╭──

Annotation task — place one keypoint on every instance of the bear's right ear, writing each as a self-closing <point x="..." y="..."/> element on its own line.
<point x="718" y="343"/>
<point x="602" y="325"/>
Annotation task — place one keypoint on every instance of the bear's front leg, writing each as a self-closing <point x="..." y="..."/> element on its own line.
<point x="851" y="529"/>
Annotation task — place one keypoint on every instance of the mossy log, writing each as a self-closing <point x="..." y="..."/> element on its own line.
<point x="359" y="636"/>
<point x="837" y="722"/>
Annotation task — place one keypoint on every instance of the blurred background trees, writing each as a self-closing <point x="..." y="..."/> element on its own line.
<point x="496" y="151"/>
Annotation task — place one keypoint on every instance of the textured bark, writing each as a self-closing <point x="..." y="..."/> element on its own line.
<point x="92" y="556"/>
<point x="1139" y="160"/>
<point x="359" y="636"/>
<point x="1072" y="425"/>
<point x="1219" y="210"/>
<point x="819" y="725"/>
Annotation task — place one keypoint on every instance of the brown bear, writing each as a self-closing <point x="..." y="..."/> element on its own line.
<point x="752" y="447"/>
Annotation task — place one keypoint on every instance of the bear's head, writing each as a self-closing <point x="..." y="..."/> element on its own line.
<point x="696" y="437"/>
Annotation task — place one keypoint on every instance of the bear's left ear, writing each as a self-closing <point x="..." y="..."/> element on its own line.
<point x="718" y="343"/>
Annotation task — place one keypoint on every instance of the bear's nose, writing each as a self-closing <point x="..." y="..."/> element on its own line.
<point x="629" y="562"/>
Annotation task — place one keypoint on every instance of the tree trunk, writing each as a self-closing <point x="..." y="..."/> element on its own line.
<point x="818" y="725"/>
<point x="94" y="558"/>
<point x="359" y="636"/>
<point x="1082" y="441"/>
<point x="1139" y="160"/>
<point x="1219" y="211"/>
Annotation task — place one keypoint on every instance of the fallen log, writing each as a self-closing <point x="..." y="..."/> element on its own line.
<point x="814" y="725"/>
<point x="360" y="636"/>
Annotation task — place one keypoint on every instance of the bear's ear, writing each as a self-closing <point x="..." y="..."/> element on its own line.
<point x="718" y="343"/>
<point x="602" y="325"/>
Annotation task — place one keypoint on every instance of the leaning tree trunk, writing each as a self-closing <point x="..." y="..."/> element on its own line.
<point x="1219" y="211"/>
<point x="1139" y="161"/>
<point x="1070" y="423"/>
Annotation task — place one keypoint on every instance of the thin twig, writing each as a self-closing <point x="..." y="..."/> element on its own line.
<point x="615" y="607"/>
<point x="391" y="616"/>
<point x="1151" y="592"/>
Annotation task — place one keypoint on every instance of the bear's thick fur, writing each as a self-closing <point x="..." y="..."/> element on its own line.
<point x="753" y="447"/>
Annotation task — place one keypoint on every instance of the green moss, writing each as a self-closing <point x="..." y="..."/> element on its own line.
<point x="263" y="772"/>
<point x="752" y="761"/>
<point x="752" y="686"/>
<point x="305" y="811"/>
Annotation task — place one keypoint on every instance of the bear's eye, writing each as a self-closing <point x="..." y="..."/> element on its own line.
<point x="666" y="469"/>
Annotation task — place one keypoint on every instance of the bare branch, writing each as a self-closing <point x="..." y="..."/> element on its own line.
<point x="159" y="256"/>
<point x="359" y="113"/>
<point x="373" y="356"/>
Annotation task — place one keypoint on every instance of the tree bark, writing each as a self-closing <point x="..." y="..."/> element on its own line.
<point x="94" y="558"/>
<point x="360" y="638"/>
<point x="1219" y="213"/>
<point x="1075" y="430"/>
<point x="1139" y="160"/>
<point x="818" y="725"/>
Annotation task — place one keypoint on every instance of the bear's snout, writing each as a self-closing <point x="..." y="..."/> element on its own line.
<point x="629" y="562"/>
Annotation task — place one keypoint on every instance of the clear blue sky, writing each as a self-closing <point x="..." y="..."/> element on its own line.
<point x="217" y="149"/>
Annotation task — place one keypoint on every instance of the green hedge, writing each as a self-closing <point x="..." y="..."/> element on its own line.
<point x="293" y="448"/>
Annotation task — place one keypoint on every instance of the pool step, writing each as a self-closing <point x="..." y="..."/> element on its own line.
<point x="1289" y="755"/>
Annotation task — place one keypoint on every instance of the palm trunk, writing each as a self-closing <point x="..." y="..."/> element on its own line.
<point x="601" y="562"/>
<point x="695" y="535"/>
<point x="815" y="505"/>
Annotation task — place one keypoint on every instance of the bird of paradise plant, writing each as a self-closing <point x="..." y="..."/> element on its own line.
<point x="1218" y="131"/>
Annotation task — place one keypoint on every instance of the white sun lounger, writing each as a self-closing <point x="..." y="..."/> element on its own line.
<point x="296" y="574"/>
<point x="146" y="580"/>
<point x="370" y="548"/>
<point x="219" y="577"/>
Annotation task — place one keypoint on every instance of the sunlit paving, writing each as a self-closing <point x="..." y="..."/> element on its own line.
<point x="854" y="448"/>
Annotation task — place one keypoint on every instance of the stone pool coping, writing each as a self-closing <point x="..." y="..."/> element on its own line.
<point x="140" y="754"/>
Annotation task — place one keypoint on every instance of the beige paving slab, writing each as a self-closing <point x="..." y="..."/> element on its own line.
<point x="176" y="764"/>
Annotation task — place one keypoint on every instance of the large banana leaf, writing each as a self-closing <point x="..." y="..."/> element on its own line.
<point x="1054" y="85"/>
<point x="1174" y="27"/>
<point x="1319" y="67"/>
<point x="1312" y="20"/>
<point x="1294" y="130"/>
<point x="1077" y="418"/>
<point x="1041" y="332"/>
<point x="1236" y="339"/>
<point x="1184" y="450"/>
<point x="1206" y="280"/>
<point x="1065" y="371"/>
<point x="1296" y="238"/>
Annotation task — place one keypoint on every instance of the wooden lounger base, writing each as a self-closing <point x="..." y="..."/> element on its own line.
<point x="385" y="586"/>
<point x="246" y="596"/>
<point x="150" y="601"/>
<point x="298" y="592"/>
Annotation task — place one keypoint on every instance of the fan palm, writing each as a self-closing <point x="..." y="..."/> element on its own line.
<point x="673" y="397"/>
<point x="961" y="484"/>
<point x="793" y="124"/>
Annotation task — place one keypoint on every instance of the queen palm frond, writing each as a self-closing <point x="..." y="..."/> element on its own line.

╰──

TASK INSTRUCTIONS:
Find the line that contains "of the wooden". Repeat it and every line after it, exactly as written, up to and including the last line of the records above.

ANSWER FOR THE TASK:
Annotation task — place one keypoint on every instance of the wooden lounger base, writing each as a self-closing <point x="..." y="..."/> element on its own line.
<point x="385" y="586"/>
<point x="246" y="596"/>
<point x="150" y="601"/>
<point x="298" y="592"/>
Annotation task — place one keypoint on every instance of the fan palm, writing each as a self-closing <point x="..." y="..."/> element on its own line.
<point x="673" y="397"/>
<point x="961" y="484"/>
<point x="793" y="124"/>
Annotation task — place one keypoint on every instance of the queen palm frond, writing each as a self-closing <point x="..." y="..."/> element on its own line.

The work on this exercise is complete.